- [WORK TO BE COMPLETED]: Set down, word for word, the stretch of lines from the one containing "Practice step: point at the white curtain" to the end of the records below.

[Natural-language object grounding data]
------------------------------------

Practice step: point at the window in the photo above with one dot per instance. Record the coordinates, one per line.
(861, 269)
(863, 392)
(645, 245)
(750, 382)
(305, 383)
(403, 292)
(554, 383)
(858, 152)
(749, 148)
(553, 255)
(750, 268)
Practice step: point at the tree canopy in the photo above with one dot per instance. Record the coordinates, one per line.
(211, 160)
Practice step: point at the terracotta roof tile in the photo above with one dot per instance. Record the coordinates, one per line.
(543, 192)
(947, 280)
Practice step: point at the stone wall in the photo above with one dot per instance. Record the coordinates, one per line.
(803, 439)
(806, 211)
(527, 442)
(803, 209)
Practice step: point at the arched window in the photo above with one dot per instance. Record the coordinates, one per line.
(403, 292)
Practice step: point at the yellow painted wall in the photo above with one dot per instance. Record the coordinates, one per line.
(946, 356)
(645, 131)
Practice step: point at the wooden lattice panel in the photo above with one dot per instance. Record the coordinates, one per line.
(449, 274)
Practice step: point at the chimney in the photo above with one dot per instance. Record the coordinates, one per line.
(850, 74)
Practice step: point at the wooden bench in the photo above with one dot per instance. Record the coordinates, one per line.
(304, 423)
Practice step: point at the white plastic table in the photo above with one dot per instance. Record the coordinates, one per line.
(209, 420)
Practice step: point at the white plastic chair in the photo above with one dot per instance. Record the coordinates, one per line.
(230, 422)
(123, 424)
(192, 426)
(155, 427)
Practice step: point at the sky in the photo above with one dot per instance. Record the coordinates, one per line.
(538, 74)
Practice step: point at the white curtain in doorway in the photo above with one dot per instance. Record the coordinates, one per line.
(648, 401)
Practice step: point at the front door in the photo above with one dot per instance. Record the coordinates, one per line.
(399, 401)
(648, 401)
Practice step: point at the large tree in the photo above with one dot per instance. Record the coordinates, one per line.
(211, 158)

------------------------------------

- [SOLVED PROBLEM]:
Practice step: point at the white curtain in doorway in the photo above with one dot per instance. Record the coordinates, one per line.
(648, 401)
Practice step: point at the front door in the photo above with one dot per instance. Record the coordinates, one per line.
(399, 401)
(648, 401)
Practice step: point at the large tree in the photo above with one dot per instance. Record the coordinates, one per line.
(211, 158)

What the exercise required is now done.